[Detection examples]
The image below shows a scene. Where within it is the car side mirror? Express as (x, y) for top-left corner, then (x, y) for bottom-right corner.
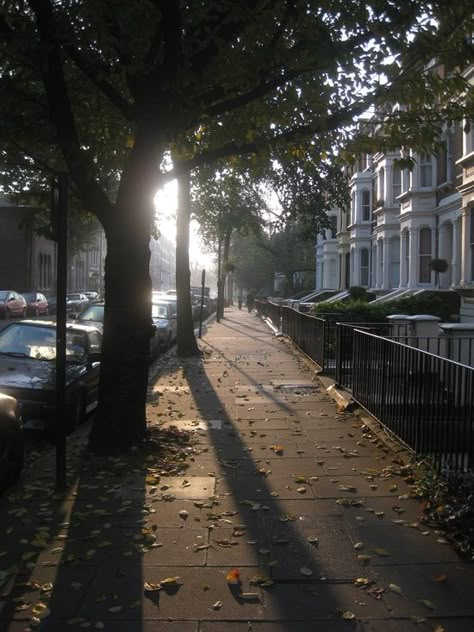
(89, 351), (102, 364)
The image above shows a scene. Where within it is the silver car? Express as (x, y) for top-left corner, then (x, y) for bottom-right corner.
(151, 301), (177, 349)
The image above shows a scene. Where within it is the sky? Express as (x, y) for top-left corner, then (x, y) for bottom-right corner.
(155, 180), (214, 269)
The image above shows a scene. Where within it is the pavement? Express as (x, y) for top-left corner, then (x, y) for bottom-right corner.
(0, 308), (474, 632)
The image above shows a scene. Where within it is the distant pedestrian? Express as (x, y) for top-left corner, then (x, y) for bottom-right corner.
(247, 292), (255, 314)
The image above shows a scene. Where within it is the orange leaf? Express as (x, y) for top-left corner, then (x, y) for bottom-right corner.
(226, 568), (240, 584)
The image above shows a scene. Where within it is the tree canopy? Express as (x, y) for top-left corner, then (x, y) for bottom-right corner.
(0, 0), (472, 451)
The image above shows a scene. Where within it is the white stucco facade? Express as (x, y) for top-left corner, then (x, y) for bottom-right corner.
(316, 67), (474, 322)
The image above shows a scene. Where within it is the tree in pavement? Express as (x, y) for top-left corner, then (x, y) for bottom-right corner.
(0, 0), (472, 452)
(193, 167), (264, 322)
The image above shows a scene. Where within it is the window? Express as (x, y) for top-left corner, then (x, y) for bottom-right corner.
(419, 154), (433, 189)
(362, 189), (371, 222)
(418, 228), (431, 283)
(436, 141), (448, 186)
(392, 165), (402, 206)
(469, 208), (474, 281)
(377, 167), (385, 206)
(360, 248), (369, 287)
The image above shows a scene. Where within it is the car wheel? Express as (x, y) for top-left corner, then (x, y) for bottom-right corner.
(0, 424), (24, 491)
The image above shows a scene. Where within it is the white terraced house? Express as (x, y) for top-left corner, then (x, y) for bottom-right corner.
(316, 66), (474, 322)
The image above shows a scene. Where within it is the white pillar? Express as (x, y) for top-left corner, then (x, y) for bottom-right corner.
(461, 207), (471, 285)
(382, 237), (390, 290)
(451, 217), (461, 287)
(399, 230), (408, 288)
(407, 228), (418, 289)
(385, 163), (393, 206)
(351, 246), (360, 285)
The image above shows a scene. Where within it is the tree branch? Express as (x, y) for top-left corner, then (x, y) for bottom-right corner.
(28, 0), (111, 221)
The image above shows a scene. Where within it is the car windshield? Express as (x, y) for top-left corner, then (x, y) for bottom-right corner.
(79, 305), (104, 323)
(151, 303), (168, 318)
(0, 323), (87, 363)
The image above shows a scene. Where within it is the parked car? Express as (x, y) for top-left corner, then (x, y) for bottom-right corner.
(69, 303), (160, 357)
(23, 292), (49, 316)
(0, 290), (26, 320)
(66, 292), (89, 312)
(82, 292), (99, 303)
(151, 301), (177, 348)
(0, 320), (102, 431)
(0, 393), (25, 492)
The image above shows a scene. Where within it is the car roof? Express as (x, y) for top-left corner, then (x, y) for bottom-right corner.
(12, 320), (98, 333)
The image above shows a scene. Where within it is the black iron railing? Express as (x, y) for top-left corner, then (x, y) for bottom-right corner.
(382, 334), (474, 367)
(282, 306), (336, 373)
(336, 323), (391, 389)
(352, 329), (474, 472)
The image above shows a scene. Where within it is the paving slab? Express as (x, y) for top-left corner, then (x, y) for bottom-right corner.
(371, 562), (474, 618)
(78, 565), (265, 630)
(351, 523), (462, 568)
(264, 515), (364, 582)
(199, 620), (362, 632)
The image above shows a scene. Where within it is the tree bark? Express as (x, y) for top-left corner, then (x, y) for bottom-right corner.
(218, 228), (232, 318)
(176, 174), (200, 357)
(216, 233), (222, 323)
(89, 133), (159, 454)
(89, 200), (153, 454)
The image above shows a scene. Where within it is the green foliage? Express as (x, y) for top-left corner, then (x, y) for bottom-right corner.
(312, 292), (459, 323)
(232, 234), (274, 293)
(349, 285), (368, 301)
(415, 463), (474, 560)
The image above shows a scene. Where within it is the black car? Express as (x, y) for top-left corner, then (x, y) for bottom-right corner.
(0, 393), (24, 492)
(69, 303), (163, 358)
(0, 320), (102, 431)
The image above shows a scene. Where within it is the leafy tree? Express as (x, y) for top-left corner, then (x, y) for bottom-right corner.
(232, 233), (274, 293)
(0, 0), (472, 452)
(193, 168), (263, 321)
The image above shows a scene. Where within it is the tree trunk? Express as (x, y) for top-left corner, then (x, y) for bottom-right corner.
(218, 228), (232, 318)
(89, 201), (153, 454)
(176, 174), (200, 357)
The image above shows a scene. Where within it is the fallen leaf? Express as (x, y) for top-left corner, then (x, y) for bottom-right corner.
(160, 577), (179, 586)
(226, 568), (240, 584)
(239, 593), (260, 601)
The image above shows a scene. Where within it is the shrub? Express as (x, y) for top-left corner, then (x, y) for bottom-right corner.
(311, 292), (460, 323)
(349, 285), (368, 301)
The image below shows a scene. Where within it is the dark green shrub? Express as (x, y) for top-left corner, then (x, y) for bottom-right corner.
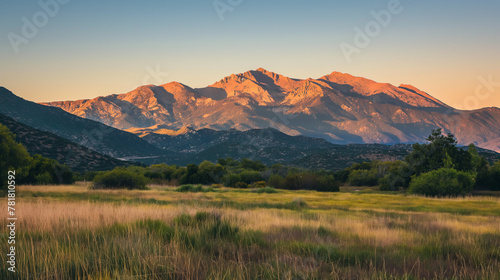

(Your objective):
Rewrite the listing above as a numbered list, leaving out blank lines and the pictures.

(Task result):
1. The image below shows a scene. Where within it is the car side mirror? Express as (x, y) for top-left corner, then (x, y) for bottom-right corner.
2. (89, 351), (102, 364)
3. The image above shows a scene. Where within it is the silver car? Express as (x, y) for top-left corner, then (x, y) for bottom-right corner.
4. (151, 301), (177, 349)
5. The image above shows a scene. Where within it is the sky? Express as (x, y) for top-left corner, then (x, y) for bottom-right corner.
6. (155, 180), (214, 269)
7. The image above shows a scene. Where within it is the pavement? Express as (x, y) for top-left corner, then (x, y) for bottom-right corner.
8. (0, 308), (474, 632)
9. The image above shows a scene. Where within it is the distant pedestrian? Express as (x, y) for top-left corner, then (x, y) for bottom-right corner.
10. (247, 292), (255, 314)
11. The image above shows a scene. Where within it is the orange leaf? Express as (x, y) for top-left corner, then (x, y) for bottom-right corner.
12. (226, 568), (240, 584)
13. The image above shows a scene. Where within it is the tree canopy? Express as (x, y) for top-left corner, then (x, y) for bottom-right corner.
14. (0, 0), (472, 451)
15. The image above shows a scene. Where within it is the white stucco facade? Express as (x, y) for top-left corner, then (x, y) for bottom-right corner.
16. (316, 67), (474, 322)
17. The image above shows a scene. Where within it is the tree in pavement? Express as (x, y) for top-left corner, then (x, y) for bottom-right corner.
18. (0, 0), (472, 452)
19. (193, 167), (264, 322)
20. The image above shows a scene. Where within it is the window? Express as (x, y) for top-left corner, then (x, y) for bottom-right corner.
21. (419, 154), (433, 189)
22. (362, 189), (371, 222)
23. (418, 228), (431, 283)
24. (436, 141), (448, 186)
25. (392, 165), (402, 206)
26. (469, 208), (474, 281)
27. (377, 167), (385, 206)
28. (360, 248), (369, 287)
29. The image above shows a scene. Where within it is the car wheel? Express as (x, y) for top-left corner, then (x, y) for bottom-right corner.
30. (0, 424), (24, 491)
31. The image above shows a scene. Where within it is the white terraced house? Express as (x, y) for top-left corner, then (x, y) for bottom-right corner.
32. (316, 66), (474, 322)
33. The image above shows a scene. Where within it is the white pillar? Express as (x, y) for top-left corner, then (x, y) for bottom-right corner.
34. (461, 207), (471, 285)
35. (382, 237), (390, 290)
36. (451, 217), (461, 287)
37. (399, 230), (408, 288)
38. (407, 228), (418, 289)
39. (385, 163), (393, 206)
40. (351, 246), (360, 285)
41. The image above shows a scene. Where within it is the tree branch? Express as (x, y) for top-left corner, then (x, y) for bottom-right corner.
42. (28, 0), (111, 221)
43. The image above shows a scene. Where within it is the car windshield? Express as (x, y) for top-left corner, then (x, y) for bottom-right corner.
44. (79, 305), (104, 323)
45. (151, 303), (168, 318)
46. (0, 323), (87, 363)
47. The image above shows a scene. Where within it is the parked car? Express as (x, y) for top-left corner, then (x, y) for bottom-right corner.
48. (69, 303), (160, 357)
49. (23, 292), (49, 316)
50. (0, 290), (26, 320)
51. (66, 292), (89, 312)
52. (82, 292), (99, 303)
53. (151, 301), (177, 348)
54. (0, 320), (102, 431)
55. (0, 393), (25, 492)
56. The image above shows a scene. Where within it is the car roof? Express as (x, y) for top-left corner, then (x, y) for bottom-right corner.
57. (12, 320), (98, 333)
58. The image above shows a scene. Where within it is the black iron railing? Express as (x, y) for top-left corner, then (x, y) for bottom-right corner.
59. (382, 334), (474, 367)
60. (282, 306), (336, 373)
61. (336, 323), (391, 389)
62. (352, 329), (474, 472)
63. The image above shows a scene. Where within it is the paving slab? Express as (x, y) for top-left corner, then (x, y) for bottom-right corner.
64. (371, 562), (474, 618)
65. (78, 565), (265, 630)
66. (351, 523), (462, 568)
67. (264, 515), (364, 582)
68. (199, 620), (362, 632)
69. The image above shows a scene. Where within it is the tree bark? Express as (x, y) for top-left corner, then (x, y) for bottom-right corner.
70. (218, 228), (232, 318)
71. (176, 174), (200, 357)
72. (216, 233), (222, 323)
73. (89, 133), (159, 454)
74. (89, 200), (153, 454)
75. The image above shows a scene. Where within it is the green foliage? Express as (x, y) for top-left corner, then (x, y) for bottom-right corner.
76. (312, 292), (459, 323)
77. (232, 234), (274, 293)
78. (349, 285), (368, 301)
79. (415, 463), (474, 560)
80. The image above shows a scene. Where within it is the black car? Express as (x, y) for top-left corner, then (x, y) for bottom-right corner.
81. (0, 393), (24, 492)
82. (69, 303), (163, 358)
83. (0, 320), (102, 431)
84. The image above shows a scene. Where within it is the leafy tree? Express as (x, y) for top-left corner, then (x, y) for bottom-right corner.
85. (232, 233), (274, 293)
86. (0, 0), (472, 452)
87. (193, 168), (263, 321)
88. The image above shows a scene. Where within it is the tree trunk? Express as (x, y) for top-left corner, then (x, y) for bottom-right corner.
89. (218, 228), (232, 318)
90. (89, 201), (153, 454)
91. (176, 174), (200, 357)
92. The image above shows a scene. Where within it is the fallen leaf? Express as (x, y) for top-left corner, then (x, y) for bottom-right corner.
93. (160, 577), (179, 586)
94. (226, 568), (240, 584)
95. (239, 593), (260, 601)
96. The image above shows a scene. Where within it is the shrub? Express as (x, y) for top-left corner, then (x, y) for bottom-right corner.
97. (311, 292), (460, 323)
98. (349, 285), (368, 301)
99. The image below shows a scene. Where within it is the dark green shrub? Express as (x, y) for top-left corner, then (x, y) for bottom-right corner.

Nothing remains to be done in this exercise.